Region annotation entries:
▼

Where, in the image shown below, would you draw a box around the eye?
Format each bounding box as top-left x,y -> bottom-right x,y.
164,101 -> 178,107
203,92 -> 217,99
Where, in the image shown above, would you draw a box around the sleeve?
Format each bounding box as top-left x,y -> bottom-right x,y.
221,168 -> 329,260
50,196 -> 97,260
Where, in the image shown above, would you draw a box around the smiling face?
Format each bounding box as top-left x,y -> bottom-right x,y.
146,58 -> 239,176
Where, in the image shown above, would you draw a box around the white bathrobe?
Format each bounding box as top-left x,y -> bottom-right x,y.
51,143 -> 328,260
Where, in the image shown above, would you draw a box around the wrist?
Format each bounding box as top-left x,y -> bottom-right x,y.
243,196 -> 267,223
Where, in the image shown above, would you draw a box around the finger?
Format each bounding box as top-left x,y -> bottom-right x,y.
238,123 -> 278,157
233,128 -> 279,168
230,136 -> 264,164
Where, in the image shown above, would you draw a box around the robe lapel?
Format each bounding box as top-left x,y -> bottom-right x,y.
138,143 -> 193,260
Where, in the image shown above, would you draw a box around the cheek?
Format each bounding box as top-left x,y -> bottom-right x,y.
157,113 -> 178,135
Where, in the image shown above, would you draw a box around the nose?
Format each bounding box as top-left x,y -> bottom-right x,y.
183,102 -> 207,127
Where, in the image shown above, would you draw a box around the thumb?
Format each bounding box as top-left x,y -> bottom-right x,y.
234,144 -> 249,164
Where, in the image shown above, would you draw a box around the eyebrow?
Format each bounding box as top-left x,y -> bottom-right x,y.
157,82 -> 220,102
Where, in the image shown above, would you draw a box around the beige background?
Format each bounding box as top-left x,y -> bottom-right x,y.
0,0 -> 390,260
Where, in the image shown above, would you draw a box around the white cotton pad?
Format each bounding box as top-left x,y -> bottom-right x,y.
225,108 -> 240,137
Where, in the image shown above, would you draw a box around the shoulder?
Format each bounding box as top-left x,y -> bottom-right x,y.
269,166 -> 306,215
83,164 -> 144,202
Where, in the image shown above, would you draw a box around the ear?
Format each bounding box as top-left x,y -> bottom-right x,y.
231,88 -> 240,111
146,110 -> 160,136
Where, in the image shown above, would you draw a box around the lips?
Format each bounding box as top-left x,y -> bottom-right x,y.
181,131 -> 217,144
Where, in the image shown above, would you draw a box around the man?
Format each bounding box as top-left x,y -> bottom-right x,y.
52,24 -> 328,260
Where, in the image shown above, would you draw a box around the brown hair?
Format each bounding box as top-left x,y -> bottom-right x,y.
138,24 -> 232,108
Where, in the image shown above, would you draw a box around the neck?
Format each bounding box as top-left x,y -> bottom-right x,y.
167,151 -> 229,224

▲

▶ _Objective_: Can you give the lines from the start of the items through the line containing "146,58 -> 239,176", as a numbered list with blank lines left out?

▶ _Task output_:
1. Where, in the image shown below, would you draw a box around the eye?
2. Format each bounding box as top-left x,y -> bottom-right x,y.
3. 164,101 -> 178,107
4. 203,92 -> 217,99
5. Where, in the image shown above, would you draw a box around the sleeve?
6. Format each bounding box as top-left x,y -> bottom-right x,y.
7. 221,168 -> 329,260
8. 50,196 -> 97,260
9. Where, in the image shown above, would you draw a box around the smiling face?
10. Format each bounding box as top-left x,y -> bottom-right x,y.
11. 146,58 -> 239,176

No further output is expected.